(Collected data)
== Segment start ==

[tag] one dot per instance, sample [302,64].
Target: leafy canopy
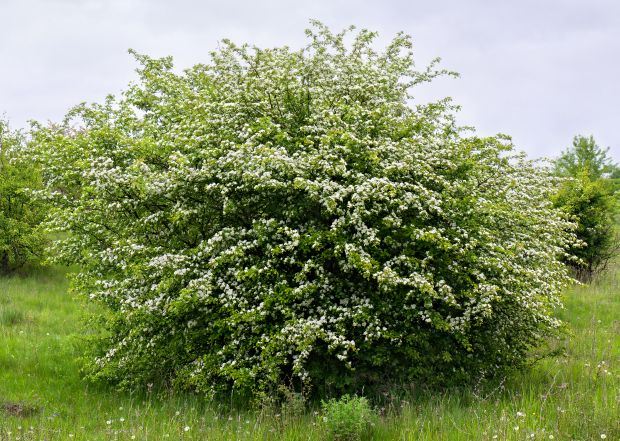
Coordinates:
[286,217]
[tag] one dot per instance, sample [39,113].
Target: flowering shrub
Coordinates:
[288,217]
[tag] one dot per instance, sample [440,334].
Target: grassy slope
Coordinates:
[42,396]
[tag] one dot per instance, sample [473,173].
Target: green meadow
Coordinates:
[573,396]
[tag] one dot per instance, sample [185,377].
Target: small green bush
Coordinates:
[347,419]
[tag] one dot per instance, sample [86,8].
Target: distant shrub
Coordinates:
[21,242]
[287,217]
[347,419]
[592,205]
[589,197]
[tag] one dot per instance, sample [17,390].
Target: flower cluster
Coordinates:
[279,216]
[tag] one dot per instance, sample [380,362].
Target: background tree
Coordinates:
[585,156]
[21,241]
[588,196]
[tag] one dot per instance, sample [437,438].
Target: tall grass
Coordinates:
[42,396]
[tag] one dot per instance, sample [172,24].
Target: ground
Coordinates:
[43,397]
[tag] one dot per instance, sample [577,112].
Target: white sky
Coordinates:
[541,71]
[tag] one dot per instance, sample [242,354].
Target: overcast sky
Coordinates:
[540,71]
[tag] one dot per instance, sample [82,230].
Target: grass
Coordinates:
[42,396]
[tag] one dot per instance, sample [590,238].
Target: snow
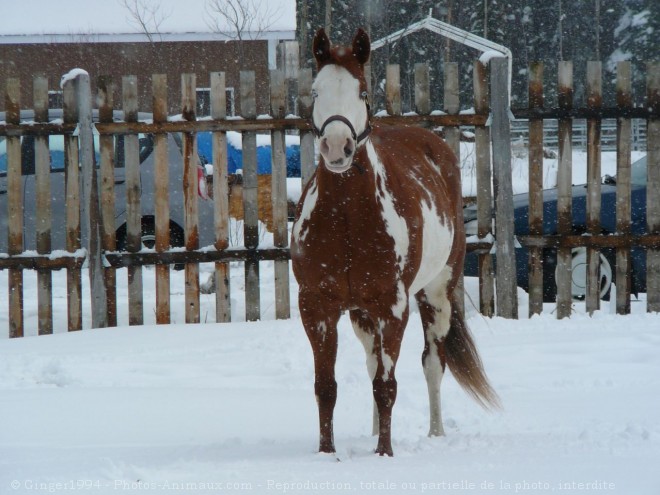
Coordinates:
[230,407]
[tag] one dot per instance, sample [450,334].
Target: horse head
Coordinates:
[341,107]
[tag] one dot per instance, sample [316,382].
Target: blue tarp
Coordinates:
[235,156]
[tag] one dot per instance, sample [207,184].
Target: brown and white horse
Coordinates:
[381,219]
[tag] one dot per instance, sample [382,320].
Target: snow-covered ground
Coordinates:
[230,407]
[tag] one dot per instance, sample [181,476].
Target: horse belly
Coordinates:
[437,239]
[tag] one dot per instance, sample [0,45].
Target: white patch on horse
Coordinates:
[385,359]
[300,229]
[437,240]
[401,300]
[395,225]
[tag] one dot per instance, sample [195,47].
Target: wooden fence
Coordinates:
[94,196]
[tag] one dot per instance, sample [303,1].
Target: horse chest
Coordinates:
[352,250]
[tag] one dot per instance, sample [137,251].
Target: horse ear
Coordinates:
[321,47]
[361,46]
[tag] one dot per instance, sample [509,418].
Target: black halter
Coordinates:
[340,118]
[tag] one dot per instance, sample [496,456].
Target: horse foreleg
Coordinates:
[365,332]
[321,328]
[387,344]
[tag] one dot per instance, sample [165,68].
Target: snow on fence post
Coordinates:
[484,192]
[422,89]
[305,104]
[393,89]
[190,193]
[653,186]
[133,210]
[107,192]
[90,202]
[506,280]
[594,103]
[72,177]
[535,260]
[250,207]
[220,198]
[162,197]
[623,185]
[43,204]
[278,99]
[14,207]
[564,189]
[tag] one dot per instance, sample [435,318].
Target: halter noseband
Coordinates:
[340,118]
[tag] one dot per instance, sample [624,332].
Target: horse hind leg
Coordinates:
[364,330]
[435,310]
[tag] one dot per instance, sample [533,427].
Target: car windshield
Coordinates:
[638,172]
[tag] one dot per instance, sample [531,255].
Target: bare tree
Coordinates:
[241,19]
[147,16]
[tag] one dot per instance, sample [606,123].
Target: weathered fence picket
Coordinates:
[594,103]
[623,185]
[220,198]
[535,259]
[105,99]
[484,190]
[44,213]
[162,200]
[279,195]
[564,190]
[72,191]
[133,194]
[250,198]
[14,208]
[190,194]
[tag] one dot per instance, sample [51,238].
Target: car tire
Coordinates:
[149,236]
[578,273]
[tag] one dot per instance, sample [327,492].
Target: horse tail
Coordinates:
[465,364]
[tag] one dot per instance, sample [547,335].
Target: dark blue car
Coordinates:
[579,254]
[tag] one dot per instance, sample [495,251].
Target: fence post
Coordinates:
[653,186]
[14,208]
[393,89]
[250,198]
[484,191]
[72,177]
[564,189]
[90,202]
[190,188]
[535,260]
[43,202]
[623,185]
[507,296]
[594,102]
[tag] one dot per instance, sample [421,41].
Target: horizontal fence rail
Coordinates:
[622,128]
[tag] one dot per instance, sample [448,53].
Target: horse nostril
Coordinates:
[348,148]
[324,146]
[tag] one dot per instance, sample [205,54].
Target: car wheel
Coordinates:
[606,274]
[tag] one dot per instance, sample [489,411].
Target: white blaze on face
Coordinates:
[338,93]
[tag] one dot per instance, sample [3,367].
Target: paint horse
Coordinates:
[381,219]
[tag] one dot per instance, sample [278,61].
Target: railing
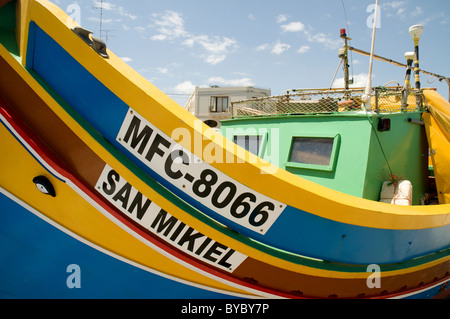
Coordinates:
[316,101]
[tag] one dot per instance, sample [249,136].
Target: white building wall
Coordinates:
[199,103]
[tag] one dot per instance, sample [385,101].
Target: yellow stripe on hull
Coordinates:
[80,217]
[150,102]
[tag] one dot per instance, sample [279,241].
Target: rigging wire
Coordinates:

== Segment end ==

● What to produce:
All lines in the entries above that include "horse" should be found and copied.

● Answer:
Target: horse head
Target: brown and white horse
Target: horse belly
Target: white patch on horse
Target: horse chest
Target: horse ear
Target: horse foreleg
Target: horse hind leg
Target: horse tail
Target: horse nostril
Target: paint horse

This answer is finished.